#### LISTING
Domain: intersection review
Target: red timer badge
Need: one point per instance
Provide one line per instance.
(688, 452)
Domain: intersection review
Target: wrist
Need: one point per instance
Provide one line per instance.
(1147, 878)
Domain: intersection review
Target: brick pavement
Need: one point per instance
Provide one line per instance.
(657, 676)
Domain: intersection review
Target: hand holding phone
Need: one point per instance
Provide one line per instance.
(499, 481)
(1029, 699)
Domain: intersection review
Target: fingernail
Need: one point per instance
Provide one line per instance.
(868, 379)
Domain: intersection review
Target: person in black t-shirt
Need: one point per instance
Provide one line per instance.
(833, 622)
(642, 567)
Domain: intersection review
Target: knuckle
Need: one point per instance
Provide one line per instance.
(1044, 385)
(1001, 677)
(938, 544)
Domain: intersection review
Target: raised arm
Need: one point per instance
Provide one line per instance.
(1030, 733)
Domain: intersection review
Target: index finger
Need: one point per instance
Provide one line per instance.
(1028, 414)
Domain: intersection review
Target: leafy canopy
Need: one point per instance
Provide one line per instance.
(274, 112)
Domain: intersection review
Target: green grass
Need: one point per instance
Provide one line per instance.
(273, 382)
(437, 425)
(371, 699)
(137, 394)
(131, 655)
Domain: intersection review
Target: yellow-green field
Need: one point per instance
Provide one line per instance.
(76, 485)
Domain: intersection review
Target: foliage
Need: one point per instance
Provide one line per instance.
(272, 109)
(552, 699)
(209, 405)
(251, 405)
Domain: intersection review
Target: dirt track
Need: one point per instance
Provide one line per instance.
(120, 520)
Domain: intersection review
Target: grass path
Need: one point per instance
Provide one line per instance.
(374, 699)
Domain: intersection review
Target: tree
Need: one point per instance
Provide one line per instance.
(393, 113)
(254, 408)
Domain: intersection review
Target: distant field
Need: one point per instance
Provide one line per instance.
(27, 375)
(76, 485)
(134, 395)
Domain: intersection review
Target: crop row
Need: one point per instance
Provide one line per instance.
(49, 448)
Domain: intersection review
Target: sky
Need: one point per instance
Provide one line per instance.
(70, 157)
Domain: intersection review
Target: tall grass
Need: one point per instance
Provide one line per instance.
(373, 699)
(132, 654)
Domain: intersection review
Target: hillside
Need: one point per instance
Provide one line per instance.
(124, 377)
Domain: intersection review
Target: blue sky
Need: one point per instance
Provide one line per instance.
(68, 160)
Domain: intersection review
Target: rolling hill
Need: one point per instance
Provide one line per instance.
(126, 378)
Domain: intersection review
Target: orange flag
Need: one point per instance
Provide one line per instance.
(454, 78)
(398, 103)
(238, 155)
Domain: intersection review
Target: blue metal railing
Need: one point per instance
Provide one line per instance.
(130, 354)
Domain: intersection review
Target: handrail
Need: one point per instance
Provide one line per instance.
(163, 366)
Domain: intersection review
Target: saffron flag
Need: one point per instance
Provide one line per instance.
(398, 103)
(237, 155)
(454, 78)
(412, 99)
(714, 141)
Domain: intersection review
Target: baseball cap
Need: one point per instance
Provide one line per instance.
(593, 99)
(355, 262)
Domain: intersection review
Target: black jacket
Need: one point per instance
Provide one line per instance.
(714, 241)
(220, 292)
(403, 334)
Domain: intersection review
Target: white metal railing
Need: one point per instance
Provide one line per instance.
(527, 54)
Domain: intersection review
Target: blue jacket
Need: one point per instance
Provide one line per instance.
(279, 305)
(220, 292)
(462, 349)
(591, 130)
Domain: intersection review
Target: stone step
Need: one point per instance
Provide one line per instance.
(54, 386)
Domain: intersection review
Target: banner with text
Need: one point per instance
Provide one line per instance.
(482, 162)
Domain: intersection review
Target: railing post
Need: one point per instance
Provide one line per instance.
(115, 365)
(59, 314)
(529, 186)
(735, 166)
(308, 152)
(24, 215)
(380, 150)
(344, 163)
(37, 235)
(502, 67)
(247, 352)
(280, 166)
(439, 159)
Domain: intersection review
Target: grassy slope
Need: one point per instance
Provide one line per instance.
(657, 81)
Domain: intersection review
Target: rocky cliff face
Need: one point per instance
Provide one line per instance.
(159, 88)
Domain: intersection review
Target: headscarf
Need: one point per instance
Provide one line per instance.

#### STATED GOAL
From the listing above, list each line containing the string "railing", taking case into account.

#### RESULT BELOW
Target: blue metal railing
Target: white metal railing
Target: railing post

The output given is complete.